### Page excerpt
········
# Help for a Newbie w/ Dish 500 & getting a 921



## Skyburn (Nov 30, 2004)

I've been a Dish customer for about 3 1/2 years -- I originally went with one of the DHA plans where they came out, installed a Dish 500 and 2x301 receivers.

Since that time, earlier this year, I upgraded one of the 301s to a 510 DVR. So far so good -- but now I'm going to buy a 921 with the dual tuners to REPLACE the remaining 301.

I called Dish last night, explained what I intend to do, and pointedly asked "if I do this, I will need 3 total outputs from the dish (one to the 510, 2 to the 921), do I have all the equipment as far as the Dish itself is concerned that I will need to support 1x510 rcvr and 1x921 rcvr". The guy had me tune to channel 9900, it worked and he said "Yep".

Well...I don't think he is right. I went up on my roof, and looked at the dish. It clearly says "Dish 500" on the dish, and the LNBF (which I thought was what is known as a "dual dual LNBF" that can support up to 4 single-tuner receivers) says the following on it: BS1D1UP201M Digital LNBF Lot E13

... the receivers report this as a "500 Twin". So I unscrewed the LNBF and see that the two coax cables that are running into my house (1 to the 510, the other to the 301) are plugged into the only places where you could plug a cable into. One is plugged into the side that has "119" stamped onto the plastic, the other into the "110" spot. I guess, from reading other posts, that I'm connected to sats at 110° and 119°. (As an aside, what does that even mean? Does one of my receivers only get the 110 signal, and the other only get the 119 signal?).
········
### Extracted records
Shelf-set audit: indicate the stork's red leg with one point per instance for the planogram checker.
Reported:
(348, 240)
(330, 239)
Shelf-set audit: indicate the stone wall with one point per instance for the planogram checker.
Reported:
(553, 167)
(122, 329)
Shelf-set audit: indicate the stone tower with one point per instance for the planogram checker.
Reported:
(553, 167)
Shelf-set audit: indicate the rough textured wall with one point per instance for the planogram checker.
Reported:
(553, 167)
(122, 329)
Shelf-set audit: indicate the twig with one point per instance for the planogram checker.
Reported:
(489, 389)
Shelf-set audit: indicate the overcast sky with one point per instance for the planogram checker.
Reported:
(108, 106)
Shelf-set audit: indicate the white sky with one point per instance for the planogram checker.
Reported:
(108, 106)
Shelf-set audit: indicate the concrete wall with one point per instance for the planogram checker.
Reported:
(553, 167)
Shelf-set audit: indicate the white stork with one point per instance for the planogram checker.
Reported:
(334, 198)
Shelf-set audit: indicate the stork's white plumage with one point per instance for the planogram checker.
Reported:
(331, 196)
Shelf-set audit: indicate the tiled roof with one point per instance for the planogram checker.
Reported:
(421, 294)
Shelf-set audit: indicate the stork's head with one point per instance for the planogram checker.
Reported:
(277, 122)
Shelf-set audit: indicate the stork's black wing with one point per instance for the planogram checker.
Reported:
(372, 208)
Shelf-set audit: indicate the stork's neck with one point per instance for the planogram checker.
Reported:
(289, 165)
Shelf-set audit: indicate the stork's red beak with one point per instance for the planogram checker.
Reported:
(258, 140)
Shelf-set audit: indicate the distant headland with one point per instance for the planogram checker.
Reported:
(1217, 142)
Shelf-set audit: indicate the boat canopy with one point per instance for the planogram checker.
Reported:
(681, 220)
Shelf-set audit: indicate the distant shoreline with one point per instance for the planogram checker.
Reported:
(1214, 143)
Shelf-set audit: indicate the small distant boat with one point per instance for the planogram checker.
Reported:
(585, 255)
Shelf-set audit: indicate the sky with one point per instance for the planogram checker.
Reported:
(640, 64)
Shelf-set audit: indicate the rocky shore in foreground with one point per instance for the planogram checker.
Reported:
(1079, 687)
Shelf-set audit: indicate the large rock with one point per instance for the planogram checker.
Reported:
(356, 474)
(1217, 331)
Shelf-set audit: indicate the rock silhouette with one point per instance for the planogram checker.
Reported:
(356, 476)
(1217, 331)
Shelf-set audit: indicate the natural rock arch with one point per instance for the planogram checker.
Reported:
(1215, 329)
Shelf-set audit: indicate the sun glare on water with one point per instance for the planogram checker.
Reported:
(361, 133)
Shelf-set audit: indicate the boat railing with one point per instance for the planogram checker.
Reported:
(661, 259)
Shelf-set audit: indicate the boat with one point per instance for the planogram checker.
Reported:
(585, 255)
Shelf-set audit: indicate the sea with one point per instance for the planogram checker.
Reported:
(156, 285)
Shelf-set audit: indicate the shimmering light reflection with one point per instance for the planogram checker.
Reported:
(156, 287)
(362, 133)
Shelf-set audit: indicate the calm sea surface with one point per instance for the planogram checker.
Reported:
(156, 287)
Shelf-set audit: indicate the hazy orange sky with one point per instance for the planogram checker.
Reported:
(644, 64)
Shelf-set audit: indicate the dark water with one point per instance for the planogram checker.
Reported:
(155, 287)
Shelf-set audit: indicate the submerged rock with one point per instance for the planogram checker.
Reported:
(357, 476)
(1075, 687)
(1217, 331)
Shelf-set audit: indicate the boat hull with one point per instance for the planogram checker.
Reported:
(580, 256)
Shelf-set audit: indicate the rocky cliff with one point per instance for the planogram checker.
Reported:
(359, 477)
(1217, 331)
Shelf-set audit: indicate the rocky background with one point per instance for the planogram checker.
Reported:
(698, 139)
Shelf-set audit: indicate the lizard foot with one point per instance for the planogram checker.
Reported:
········
### Your tasks
a) In the Dish receiver thread, what channel did the Dish representative have the poster tune to?
b) Rewrite part of the Dish receiver thread, starting at the words "Since that time, earlier" and stopping after "the remaining 301.", with "dual tuners" changed to "twin tuners".
The rows are separate material, not part of the thread.

### Exercise answers
a) Channel 9900.

b)
Since that time, earlier this year, I upgraded one of the 301s to a 510 DVR. So far so good -- but now I'm going to buy a 921 with the twin tuners to REPLACE the remaining 301.